**ROWS:**
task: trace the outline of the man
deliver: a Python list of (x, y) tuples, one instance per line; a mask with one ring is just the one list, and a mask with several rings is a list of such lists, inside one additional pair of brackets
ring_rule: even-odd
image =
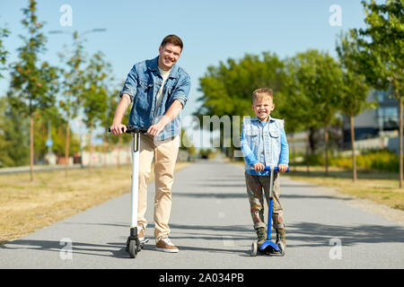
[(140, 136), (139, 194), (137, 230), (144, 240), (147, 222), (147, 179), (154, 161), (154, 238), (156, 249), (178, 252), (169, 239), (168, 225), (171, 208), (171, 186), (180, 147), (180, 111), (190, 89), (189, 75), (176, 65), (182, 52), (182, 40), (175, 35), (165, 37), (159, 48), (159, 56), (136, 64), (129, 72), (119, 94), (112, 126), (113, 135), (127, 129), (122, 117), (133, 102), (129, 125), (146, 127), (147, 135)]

**WHAT YOU SHOULD DO:** Rewrite the records above, replacing "man" with "person" and keeping everything else unchanged. Leave the pictures out of your answer.

**WORKED SOLUTION:**
task: trace the outline of the person
deliver: a Python list of (x, y) tuples, one instance per line; a mask with one ring is just the one list, and a mask with several rings is a list of such lists, inside one additional pair of brackets
ring_rule: even-odd
image =
[(140, 136), (139, 194), (137, 230), (144, 240), (147, 222), (147, 179), (154, 161), (154, 238), (156, 249), (178, 252), (169, 239), (168, 225), (171, 208), (171, 186), (180, 147), (180, 111), (190, 89), (189, 75), (176, 65), (182, 52), (182, 40), (175, 35), (165, 37), (159, 48), (159, 56), (136, 64), (129, 72), (119, 94), (112, 126), (113, 135), (127, 129), (122, 117), (133, 102), (129, 125), (146, 127), (147, 135)]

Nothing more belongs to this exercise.